## [Textabschnitt]

Hockey Daran geht ein Verein kaputt

Zweitligist Rot-Weiß Köln hat mit finanzieller Unterstützung des Kölner Rechtsanwalts Dr. Stefan Seitz für die Feldsaison 2007/2008 vier Weltmeister verpflichtet: Christopher und Philipp Zeller, Timo Weß und Tibor Weißenborn. Wird das Konzept aufgehen?

Hilgers Für die Spieler ist es zunächst einmal eine Belohnung ihrer harten sportlichen Arbeit, da ihre Verträge auch berufliche Perspektiven enthalten. Die Frage ist, ob das auch alles so funktioniert. Es kann viel passieren wie Verletzungen, familiäre Probleme etc. Ich denke, die ganze Geschichte ist nicht zu Ende gedacht.

Und sportlich?

Hilgers Es ist schön, dass die Zeller-Brüder und Tibor Weißenborn, die ja jetzt in Holland spielen, wieder in Deutschland sein werden. Man kann auch davon ausgehen, dass Rot-Weiß Köln mit dieser Mannschaft aufsteigen und dann auch in der Bundesliga oben dabei sein wird. Allerdings spielen vier Nationalspieler im Olympia-Jahr 2008 zweitklassig. Es sind auch noch weitere Nationalspieler im Gespräch. Das ist für Bundestrainer Markus Weise sicher nicht optimal. Philipp Crone, der ja in München auch in der Zweiten Liga spielt, musste vor der WM in Mönchengladbach verdammt viel aufholen. Für den Rheydter SV ist das aber eine interessante Sache, denn das Kölner Star-Team wird in der Zweiten Liga gegen den RSV spielen.

## [Aufgaben]
1. Welche vier Weltmeister hat Rot-Weiß Köln laut dem Text über Rot-Weiß Köln für die Feldsaison 2007/2008 verpflichtet?
2. Führe den Text über Rot-Weiß Köln im Anschluss an seinen letzten Satz fort.
Das Material steht für sich und gehört nicht zum Text über Rot-Weiß Köln.

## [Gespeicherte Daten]

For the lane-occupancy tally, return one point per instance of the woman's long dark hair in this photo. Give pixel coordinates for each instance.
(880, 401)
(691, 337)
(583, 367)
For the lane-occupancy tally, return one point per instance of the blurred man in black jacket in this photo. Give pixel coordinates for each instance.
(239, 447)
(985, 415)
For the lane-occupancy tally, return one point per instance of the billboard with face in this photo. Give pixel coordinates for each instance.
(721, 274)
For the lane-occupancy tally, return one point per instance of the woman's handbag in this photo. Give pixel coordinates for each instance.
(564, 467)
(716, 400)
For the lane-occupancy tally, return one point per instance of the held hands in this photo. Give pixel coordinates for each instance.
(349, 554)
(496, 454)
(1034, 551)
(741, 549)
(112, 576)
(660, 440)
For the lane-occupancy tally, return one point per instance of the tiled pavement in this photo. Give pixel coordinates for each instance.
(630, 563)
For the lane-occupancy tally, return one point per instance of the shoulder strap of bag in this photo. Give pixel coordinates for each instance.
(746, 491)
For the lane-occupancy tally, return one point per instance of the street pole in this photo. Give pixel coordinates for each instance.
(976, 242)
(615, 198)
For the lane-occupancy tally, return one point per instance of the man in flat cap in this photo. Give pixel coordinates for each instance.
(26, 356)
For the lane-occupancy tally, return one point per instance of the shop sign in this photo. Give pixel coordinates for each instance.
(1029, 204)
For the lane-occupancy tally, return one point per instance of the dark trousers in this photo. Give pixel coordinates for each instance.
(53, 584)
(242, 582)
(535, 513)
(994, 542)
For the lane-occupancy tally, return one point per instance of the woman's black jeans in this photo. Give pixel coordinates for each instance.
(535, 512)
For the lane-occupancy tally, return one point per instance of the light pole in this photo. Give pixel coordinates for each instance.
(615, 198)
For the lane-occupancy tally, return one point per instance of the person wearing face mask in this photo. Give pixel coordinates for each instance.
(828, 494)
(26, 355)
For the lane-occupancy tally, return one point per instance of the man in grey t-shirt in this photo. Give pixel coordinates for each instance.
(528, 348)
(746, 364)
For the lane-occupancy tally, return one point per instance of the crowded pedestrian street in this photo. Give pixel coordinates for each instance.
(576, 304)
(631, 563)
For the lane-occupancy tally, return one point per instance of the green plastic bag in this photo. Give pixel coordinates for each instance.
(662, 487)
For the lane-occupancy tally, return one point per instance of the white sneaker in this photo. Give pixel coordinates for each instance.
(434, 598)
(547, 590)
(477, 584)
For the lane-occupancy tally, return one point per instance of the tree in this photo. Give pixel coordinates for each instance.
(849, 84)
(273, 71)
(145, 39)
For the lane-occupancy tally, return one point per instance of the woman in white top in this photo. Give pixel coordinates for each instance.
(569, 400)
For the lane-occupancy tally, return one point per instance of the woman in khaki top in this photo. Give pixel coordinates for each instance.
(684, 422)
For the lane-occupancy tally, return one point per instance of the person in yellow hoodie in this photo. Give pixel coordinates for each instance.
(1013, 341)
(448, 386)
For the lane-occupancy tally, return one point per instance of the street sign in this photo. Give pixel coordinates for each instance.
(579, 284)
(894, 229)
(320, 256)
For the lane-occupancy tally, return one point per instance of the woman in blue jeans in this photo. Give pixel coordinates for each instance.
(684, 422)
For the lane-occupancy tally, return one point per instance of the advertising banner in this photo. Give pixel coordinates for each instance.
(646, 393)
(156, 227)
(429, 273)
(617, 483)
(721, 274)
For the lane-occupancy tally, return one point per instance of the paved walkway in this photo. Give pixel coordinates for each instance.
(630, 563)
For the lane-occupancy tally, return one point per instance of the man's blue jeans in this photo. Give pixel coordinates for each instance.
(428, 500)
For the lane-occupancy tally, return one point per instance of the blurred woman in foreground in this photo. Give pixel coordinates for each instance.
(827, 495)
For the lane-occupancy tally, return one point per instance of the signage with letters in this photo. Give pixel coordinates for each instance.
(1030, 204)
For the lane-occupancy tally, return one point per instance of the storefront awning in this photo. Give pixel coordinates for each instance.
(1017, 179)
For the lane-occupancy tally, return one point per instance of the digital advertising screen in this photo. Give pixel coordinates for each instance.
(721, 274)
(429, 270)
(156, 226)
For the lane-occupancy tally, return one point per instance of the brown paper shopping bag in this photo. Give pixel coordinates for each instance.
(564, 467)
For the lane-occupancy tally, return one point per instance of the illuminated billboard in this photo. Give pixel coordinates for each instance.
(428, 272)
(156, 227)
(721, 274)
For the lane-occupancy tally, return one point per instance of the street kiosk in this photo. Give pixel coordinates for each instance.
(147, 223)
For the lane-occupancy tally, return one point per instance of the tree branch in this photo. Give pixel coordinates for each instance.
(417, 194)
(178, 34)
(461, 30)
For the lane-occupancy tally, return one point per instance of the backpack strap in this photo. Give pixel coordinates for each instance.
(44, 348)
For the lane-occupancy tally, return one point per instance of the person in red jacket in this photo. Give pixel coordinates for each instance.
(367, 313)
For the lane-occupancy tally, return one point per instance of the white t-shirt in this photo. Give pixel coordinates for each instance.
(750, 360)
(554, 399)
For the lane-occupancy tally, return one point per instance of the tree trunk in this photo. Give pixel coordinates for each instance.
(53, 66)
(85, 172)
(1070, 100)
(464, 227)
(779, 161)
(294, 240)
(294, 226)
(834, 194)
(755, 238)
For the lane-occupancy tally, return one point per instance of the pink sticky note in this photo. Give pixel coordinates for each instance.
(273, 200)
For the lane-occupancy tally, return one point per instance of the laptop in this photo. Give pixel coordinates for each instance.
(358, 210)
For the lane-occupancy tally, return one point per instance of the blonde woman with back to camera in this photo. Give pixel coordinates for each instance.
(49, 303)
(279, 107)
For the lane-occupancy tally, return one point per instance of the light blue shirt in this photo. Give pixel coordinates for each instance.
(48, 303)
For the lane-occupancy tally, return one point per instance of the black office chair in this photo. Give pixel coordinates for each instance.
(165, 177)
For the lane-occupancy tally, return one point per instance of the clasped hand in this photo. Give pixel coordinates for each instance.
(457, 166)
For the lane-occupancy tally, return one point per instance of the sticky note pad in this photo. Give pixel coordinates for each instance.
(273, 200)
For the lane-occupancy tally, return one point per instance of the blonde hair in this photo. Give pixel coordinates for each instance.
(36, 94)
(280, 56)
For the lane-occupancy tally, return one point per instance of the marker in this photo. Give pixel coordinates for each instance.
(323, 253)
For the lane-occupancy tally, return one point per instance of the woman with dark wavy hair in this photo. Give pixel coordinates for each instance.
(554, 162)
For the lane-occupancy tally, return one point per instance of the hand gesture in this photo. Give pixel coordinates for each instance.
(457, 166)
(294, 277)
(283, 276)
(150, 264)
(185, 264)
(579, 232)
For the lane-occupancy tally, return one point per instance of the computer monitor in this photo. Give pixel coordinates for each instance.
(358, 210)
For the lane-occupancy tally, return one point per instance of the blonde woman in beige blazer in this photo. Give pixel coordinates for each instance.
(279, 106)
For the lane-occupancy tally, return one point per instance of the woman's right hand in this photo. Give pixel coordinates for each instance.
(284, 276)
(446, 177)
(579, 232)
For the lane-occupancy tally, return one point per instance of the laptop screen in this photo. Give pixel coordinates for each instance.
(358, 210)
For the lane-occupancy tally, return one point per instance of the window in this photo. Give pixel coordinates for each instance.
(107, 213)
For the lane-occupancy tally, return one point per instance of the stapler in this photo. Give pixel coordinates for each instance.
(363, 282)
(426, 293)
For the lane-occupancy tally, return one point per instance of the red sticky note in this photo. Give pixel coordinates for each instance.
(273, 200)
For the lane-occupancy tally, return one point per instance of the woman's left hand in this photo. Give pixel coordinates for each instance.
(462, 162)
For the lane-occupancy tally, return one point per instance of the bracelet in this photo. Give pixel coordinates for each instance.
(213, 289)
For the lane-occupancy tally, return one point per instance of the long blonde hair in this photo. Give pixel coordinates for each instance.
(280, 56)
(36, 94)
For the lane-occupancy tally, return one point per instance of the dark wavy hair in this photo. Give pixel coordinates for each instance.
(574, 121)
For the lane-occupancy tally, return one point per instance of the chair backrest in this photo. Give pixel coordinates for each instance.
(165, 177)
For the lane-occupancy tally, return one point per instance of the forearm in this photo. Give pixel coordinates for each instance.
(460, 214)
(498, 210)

...

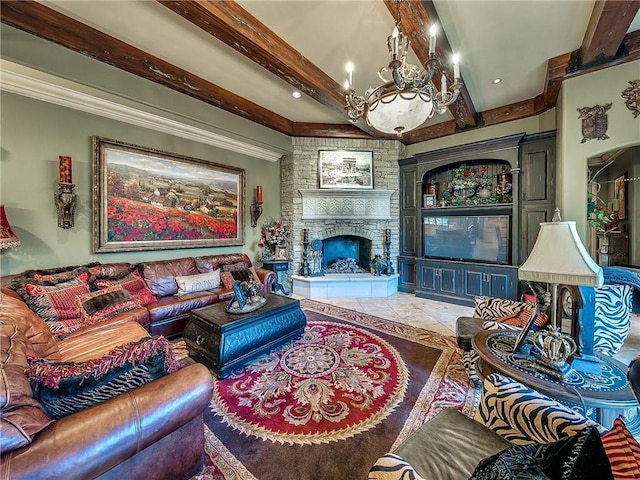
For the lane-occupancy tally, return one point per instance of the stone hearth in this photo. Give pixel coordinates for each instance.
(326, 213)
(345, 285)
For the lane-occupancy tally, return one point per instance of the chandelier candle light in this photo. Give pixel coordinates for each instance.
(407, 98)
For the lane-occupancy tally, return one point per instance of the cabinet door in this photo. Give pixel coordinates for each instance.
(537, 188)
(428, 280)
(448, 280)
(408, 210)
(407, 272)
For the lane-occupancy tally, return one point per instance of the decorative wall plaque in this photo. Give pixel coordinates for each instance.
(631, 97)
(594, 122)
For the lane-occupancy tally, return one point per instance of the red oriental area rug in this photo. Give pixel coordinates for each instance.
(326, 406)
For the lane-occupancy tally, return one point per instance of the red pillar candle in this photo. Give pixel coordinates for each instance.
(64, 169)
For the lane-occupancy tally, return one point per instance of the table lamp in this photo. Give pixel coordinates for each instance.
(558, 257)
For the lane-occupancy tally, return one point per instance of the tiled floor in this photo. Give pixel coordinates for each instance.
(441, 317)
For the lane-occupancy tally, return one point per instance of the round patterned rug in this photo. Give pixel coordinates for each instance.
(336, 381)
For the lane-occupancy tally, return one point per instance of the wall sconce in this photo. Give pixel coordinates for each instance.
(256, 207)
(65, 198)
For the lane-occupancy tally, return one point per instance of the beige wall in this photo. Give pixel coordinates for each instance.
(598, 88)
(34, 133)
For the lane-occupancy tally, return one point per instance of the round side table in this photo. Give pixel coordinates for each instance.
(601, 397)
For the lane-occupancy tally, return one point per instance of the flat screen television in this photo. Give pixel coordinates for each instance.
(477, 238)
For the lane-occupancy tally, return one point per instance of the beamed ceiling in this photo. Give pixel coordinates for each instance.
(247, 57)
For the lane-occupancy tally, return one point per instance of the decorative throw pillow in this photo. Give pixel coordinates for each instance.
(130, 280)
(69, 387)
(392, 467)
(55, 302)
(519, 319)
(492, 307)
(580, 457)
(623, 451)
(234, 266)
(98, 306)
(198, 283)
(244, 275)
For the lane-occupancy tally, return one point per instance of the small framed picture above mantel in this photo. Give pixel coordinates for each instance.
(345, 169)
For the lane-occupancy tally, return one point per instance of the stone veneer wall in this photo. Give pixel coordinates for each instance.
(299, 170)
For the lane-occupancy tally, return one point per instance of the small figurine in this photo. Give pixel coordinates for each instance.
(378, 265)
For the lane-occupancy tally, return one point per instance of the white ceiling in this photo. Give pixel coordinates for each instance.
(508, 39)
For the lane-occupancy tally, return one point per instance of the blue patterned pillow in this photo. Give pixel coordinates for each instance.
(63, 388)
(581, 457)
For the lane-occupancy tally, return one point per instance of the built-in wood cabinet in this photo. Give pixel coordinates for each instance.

## [Lösungen]
1. Christopher und Philipp Zeller, Timo Weß und Tibor Weißenborn.

2.
Wäre ein solches Modell auch für den Gladbacher HTC eine Option?

Hilgers Auch einige unserer Spieler, beispielsweise Jan-Marco Montag, wurden angesprochen, haben aber gleich gesagt: Wir bleiben beim GHTC, weil wir uns da wohl fühlen und ebenso berufliche Perspektiven haben. Es ist wichtig, dass sich die Spieler mit dem Klub identifizieren. Das wird, denke ich, bei Rot-Weiß nicht so sein. Die Geschichte ist ohne Herz und Seele und nicht durchdacht. Daran kann ein Verein kaputt gehen. Die Kölner sind beispielsweise in der A-Jugend Deutscher Meister geworden. Aber welche Perspektiven haben die jungen Spieler jetzt? Sie haben doch keine Chance, wenn ihnen solche Hochkaräter vorgesetzt werden. Sie werden quasi weggejagt. So eine Sache macht die Strukturen in einem Verein kaputt. Es geht doch darum, eine gesunde Mischung zu haben.

Dennoch: Wenn ein Geldgeber sagen würde: Herr Hilgers, ich bringe Ihnen fünf, sechs Nationalspieler. Würde Sie als GHTC-Manager nicht sagen: Ich mache das?

Hilgers Ich hätte vielleicht zwei Spieler genommen, sonst würde ich das gesamte Gefüge zerstören. Sie müssten dann aber auch voll in den Verein integriert werden und vor allem in die Mannschaft passen. So wie Rot-Weiß Köln das macht, ist das gesunde Maß überschritten.

Im Fußball ist es nicht selten, dass sich Großsponsoren eine Mannschaft "kaufen". Siehe FC Chelsea oder, wenn auch in anderer Ausprägung, TSG Hoffenheim. Für den Hockeysport ist das aber ein Erdbeben, oder?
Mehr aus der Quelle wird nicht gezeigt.